WHAT TO WORK ON:
Rewrite all the records below, requests included, scaling each point coordinate in the answers by 2.1 and rounding to whole numbers with halves going up, while the sample coordinates inside the requests stay as they are. Leave out the pictures.

Records from a collection:
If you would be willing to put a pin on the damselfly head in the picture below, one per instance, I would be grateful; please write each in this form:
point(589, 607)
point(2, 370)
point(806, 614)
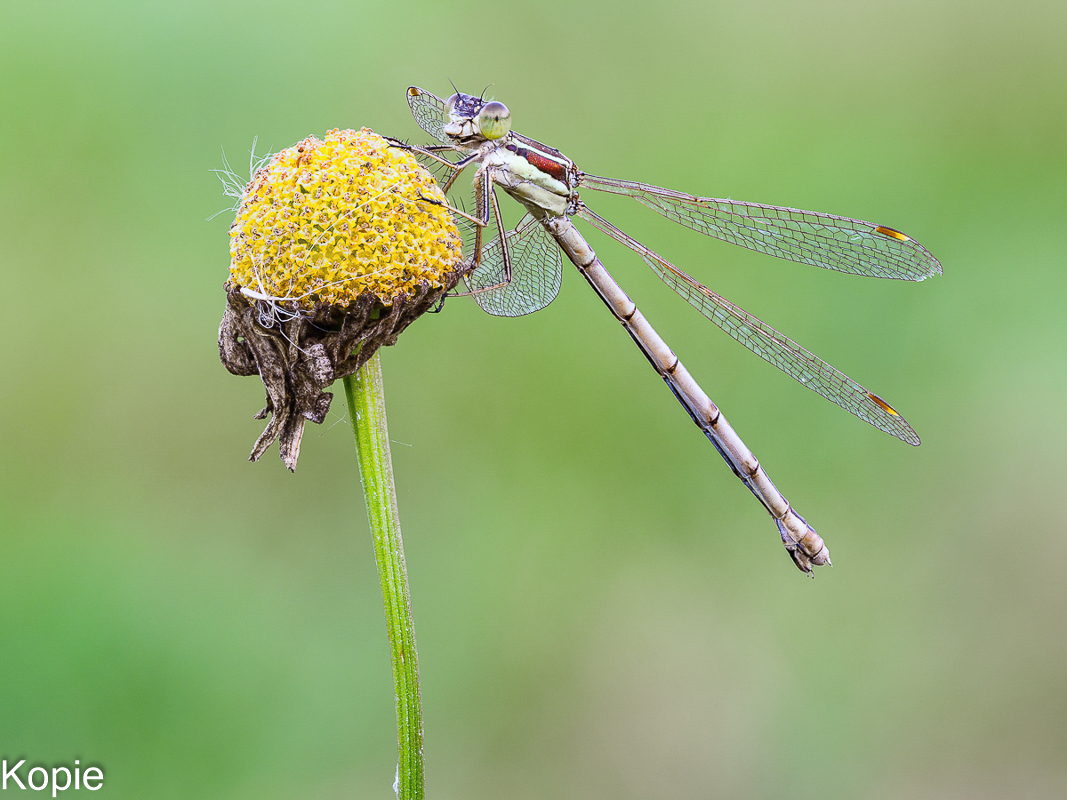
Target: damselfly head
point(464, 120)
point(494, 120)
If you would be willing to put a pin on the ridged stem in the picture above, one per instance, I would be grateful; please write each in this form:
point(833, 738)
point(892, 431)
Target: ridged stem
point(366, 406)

OUTPUT OF THE TASK:
If you would be willing to put a pin on the damselfly head in the picture below, one per instance, I would be grateful; please write each in this form:
point(589, 607)
point(2, 370)
point(806, 614)
Target: damselfly head
point(974, 252)
point(1037, 252)
If you would be willing to put a pin on the ridged stem in the picture above, one per instance, I would be grateful; please write each in this form:
point(833, 738)
point(892, 431)
Target: ridged stem
point(769, 853)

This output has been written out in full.